SET TASK: Could you gather every row below that contains the word "white" and copy each of those rows in full?
▼
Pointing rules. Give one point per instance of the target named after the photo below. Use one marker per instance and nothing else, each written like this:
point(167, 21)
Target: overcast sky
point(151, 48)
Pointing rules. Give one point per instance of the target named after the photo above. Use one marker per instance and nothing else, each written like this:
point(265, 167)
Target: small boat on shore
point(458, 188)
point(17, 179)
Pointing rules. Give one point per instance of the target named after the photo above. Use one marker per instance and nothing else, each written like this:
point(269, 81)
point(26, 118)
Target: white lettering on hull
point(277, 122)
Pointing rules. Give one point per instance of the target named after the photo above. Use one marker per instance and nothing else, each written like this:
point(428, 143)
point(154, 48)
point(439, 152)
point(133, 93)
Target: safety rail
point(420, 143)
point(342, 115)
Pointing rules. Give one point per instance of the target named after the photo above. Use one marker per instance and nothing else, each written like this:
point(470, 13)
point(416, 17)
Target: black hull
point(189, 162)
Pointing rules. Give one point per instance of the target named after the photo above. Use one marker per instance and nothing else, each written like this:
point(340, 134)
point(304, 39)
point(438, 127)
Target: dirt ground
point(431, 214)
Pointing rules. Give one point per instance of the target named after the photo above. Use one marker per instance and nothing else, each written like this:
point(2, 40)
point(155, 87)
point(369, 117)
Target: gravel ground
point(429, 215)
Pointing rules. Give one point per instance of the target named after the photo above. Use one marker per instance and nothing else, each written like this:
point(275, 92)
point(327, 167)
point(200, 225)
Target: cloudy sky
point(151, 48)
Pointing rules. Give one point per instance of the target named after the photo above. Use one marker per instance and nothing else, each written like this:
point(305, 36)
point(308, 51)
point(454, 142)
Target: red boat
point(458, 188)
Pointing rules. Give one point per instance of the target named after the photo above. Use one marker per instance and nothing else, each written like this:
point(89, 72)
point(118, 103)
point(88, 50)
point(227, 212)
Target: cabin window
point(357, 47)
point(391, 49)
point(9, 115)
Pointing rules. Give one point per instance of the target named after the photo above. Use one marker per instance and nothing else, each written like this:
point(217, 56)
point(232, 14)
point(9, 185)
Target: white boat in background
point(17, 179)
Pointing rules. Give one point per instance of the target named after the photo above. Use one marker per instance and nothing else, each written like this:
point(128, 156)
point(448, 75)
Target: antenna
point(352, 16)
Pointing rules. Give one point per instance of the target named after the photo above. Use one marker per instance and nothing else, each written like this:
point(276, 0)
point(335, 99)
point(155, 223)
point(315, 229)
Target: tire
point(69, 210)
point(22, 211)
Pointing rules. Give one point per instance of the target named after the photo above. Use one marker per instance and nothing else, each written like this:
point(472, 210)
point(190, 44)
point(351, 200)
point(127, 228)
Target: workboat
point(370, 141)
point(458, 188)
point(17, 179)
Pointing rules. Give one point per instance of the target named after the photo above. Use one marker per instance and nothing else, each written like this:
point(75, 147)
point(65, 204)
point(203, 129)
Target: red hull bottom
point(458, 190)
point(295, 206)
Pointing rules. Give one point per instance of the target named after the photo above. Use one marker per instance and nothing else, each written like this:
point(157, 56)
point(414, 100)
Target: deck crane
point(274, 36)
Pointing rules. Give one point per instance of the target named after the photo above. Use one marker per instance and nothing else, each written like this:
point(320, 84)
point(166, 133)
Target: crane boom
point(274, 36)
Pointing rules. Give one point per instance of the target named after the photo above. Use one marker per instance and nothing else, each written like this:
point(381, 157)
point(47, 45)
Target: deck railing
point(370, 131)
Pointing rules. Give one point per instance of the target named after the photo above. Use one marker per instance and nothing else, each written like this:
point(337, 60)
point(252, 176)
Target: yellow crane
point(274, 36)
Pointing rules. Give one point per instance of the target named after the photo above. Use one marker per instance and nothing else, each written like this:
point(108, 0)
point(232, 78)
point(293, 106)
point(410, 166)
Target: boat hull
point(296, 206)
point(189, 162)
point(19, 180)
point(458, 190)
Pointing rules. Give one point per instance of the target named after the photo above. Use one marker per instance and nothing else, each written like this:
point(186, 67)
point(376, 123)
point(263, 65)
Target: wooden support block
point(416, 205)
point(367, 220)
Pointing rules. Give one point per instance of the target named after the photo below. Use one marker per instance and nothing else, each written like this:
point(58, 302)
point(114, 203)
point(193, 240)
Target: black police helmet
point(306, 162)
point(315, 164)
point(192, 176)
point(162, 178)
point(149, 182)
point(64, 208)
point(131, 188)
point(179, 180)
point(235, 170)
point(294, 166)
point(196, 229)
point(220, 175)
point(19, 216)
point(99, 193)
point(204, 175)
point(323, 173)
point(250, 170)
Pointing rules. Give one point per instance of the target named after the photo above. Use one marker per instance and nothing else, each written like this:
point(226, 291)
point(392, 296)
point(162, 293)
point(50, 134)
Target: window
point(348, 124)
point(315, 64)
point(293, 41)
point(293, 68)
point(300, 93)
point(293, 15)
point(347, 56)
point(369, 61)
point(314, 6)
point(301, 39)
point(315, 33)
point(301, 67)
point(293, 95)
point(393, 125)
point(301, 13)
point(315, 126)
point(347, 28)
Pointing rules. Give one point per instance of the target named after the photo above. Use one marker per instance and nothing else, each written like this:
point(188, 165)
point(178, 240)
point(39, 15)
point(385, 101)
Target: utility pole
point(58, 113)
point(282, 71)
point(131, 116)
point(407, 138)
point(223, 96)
▲
WORKED SOLUTION:
Target: white lettering on hull
Target: white boat in background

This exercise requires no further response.